◆ Stated problem ◆
Write out the data below verbatim, from the line with "In the photo above, where can the yellow" up to and including the line with "column 188, row 337". Leave the pictures out of your copy.

· · · ·

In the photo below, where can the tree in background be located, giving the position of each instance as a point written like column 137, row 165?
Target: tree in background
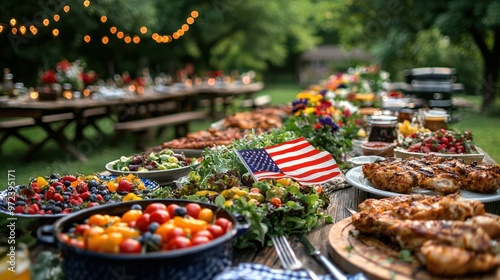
column 228, row 34
column 392, row 28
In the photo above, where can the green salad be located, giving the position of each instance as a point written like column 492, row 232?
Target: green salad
column 150, row 161
column 273, row 207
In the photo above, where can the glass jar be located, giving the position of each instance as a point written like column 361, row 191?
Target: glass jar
column 383, row 129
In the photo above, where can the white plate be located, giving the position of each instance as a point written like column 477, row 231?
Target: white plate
column 356, row 179
column 162, row 177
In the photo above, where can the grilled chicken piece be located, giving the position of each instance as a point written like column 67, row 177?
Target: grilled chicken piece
column 489, row 223
column 447, row 261
column 421, row 207
column 483, row 178
column 439, row 174
column 413, row 234
column 376, row 216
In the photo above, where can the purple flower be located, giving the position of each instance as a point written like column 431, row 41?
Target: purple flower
column 299, row 104
column 328, row 121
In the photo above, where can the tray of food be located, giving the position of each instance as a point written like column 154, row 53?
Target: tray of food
column 428, row 175
column 55, row 195
column 418, row 237
column 442, row 143
column 163, row 166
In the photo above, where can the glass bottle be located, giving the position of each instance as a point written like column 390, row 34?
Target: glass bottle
column 383, row 129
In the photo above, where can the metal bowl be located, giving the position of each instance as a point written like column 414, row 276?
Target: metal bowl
column 197, row 262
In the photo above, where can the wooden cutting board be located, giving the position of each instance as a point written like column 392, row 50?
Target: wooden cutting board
column 376, row 257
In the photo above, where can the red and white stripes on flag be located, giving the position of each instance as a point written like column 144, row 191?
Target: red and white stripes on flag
column 296, row 159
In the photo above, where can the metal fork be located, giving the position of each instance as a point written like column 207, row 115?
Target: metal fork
column 287, row 256
column 350, row 210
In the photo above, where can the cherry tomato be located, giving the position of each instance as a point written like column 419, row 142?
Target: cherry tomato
column 205, row 233
column 142, row 222
column 194, row 224
column 206, row 214
column 97, row 220
column 80, row 229
column 131, row 215
column 96, row 242
column 125, row 186
column 175, row 232
column 163, row 231
column 160, row 216
column 92, row 231
column 224, row 223
column 171, row 209
column 197, row 240
column 215, row 230
column 193, row 209
column 178, row 242
column 155, row 206
column 130, row 246
column 78, row 243
column 112, row 245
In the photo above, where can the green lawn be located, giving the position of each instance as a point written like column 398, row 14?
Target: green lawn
column 99, row 150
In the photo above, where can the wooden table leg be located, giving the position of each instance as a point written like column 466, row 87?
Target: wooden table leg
column 61, row 140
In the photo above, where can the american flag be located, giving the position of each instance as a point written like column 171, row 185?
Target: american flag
column 296, row 159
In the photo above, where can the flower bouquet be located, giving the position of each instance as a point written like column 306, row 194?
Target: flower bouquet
column 327, row 124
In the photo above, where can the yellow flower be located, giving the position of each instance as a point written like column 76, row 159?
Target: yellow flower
column 131, row 196
column 309, row 110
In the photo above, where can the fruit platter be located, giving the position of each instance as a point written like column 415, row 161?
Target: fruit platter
column 55, row 195
column 163, row 166
column 150, row 239
column 443, row 143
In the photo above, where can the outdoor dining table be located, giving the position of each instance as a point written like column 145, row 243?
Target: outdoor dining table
column 125, row 107
column 348, row 196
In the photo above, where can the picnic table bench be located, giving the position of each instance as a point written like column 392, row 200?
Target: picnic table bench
column 142, row 127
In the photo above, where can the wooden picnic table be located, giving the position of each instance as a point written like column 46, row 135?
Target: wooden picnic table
column 319, row 237
column 84, row 112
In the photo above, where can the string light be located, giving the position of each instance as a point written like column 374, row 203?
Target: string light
column 135, row 38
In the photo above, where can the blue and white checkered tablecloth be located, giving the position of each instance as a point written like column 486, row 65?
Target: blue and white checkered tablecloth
column 253, row 271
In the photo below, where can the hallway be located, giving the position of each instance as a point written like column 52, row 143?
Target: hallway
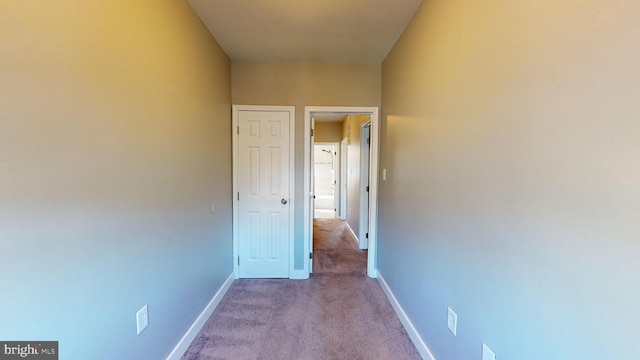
column 339, row 313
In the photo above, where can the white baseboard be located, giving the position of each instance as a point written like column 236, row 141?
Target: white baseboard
column 299, row 275
column 404, row 319
column 353, row 233
column 188, row 337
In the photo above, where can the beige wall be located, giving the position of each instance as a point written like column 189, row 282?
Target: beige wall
column 511, row 138
column 304, row 84
column 114, row 143
column 328, row 131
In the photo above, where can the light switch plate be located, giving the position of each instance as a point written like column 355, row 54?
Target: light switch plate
column 487, row 354
column 452, row 321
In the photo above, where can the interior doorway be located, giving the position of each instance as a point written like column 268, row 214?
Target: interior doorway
column 326, row 180
column 352, row 209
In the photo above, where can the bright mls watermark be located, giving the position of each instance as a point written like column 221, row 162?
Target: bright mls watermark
column 32, row 350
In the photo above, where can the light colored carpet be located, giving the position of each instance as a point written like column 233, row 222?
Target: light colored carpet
column 339, row 313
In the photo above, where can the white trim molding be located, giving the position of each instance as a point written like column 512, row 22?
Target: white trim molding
column 197, row 325
column 406, row 322
column 355, row 237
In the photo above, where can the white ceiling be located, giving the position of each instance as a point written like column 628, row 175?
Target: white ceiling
column 344, row 31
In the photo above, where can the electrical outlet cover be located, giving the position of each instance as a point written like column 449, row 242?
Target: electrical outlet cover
column 142, row 319
column 452, row 321
column 487, row 354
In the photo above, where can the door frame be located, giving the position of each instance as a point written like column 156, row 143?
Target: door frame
column 365, row 167
column 235, row 143
column 336, row 173
column 343, row 179
column 373, row 189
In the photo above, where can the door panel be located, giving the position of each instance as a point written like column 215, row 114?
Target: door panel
column 264, row 193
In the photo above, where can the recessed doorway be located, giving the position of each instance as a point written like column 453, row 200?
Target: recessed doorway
column 359, row 116
column 326, row 180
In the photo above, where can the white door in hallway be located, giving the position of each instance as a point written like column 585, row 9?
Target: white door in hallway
column 263, row 194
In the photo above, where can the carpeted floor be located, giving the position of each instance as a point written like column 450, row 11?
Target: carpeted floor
column 339, row 313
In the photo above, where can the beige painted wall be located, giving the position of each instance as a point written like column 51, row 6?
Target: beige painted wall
column 328, row 131
column 114, row 143
column 304, row 84
column 511, row 138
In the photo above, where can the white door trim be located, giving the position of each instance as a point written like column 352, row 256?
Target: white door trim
column 292, row 120
column 365, row 159
column 373, row 190
column 343, row 179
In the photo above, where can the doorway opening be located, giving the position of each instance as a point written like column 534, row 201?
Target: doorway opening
column 326, row 180
column 357, row 190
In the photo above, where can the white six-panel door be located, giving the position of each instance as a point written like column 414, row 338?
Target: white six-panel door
column 263, row 194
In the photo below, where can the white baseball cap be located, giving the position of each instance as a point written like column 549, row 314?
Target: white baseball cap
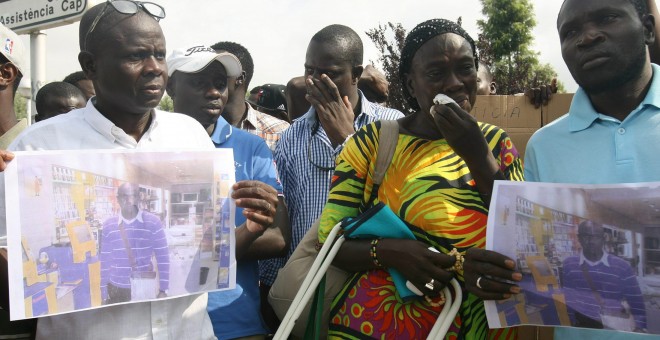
column 12, row 48
column 196, row 58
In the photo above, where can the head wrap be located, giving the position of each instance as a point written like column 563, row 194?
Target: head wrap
column 418, row 37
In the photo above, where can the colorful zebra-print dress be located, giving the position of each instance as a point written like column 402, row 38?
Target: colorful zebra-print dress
column 431, row 189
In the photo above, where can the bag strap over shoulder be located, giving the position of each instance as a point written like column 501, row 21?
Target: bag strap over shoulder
column 388, row 139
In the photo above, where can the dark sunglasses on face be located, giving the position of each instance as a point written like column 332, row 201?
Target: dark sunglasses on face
column 128, row 7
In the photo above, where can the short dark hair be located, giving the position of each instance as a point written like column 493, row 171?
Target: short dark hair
column 75, row 77
column 640, row 7
column 55, row 89
column 345, row 37
column 241, row 53
column 19, row 75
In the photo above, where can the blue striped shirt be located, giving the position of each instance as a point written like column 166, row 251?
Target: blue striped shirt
column 146, row 237
column 303, row 155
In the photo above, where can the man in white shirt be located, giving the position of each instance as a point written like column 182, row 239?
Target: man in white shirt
column 123, row 53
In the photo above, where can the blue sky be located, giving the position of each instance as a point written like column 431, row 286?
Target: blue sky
column 276, row 32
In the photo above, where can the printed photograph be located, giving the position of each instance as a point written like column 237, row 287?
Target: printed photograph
column 590, row 255
column 88, row 229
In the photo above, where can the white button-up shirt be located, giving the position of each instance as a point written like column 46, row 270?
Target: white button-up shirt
column 87, row 128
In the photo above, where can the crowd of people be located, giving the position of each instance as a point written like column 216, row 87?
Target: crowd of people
column 311, row 157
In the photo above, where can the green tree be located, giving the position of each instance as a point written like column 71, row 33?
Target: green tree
column 505, row 45
column 389, row 42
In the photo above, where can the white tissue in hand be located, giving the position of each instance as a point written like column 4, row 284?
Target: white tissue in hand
column 443, row 99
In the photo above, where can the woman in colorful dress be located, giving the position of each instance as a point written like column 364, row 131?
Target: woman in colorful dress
column 439, row 183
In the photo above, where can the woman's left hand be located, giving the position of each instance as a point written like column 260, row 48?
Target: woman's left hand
column 485, row 272
column 460, row 130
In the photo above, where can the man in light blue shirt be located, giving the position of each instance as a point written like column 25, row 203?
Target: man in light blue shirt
column 610, row 134
column 305, row 155
column 198, row 87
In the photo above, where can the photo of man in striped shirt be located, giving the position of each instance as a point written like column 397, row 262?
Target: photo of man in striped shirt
column 128, row 243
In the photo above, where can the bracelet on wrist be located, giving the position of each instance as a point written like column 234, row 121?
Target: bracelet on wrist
column 374, row 254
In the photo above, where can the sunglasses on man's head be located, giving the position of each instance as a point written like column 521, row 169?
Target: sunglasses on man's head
column 128, row 7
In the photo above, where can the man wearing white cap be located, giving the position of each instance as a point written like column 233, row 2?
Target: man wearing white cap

· · · ·

◆ Output ◆
In the photo above, where can the yellow flower be located, giving the position of each instance as a point written like column 76, row 159?
Target: yellow flower
column 131, row 196
column 309, row 110
In the photo above, where can the fruit platter be located, giving the position of each instance as a point written like column 415, row 161?
Target: fruit platter
column 55, row 195
column 163, row 166
column 150, row 239
column 443, row 143
In the photo above, where can the outdoor dining table be located, giving the position of each instance as a point written like column 145, row 243?
Target: outdoor dining table
column 125, row 107
column 348, row 196
In the photo above, where can the picnic table bench be located, giving the position of each instance as a point written like column 392, row 200?
Target: picnic table bench
column 142, row 127
In the photo above, where can the wooden picnic table be located, giving the position of each instance as a point written like column 46, row 135?
Target: wooden picnic table
column 319, row 237
column 84, row 112
In the photo above, where can the string light be located, giving the position of each instance as a point written like column 374, row 203?
Target: string light
column 135, row 38
In the photo above, where can the blue and white checkered tablecloth be located, giving the position of each instance as a point written like column 486, row 65?
Target: blue and white checkered tablecloth
column 253, row 271
In the photo below, where can the hallway be located, giving the position of each instance as a point written like column 52, row 143?
Target: hallway
column 339, row 313
In the photo above, where can the white baseboard be located, giving the position of each instance as a point written like column 236, row 141?
Target: white baseboard
column 299, row 275
column 404, row 319
column 353, row 233
column 188, row 337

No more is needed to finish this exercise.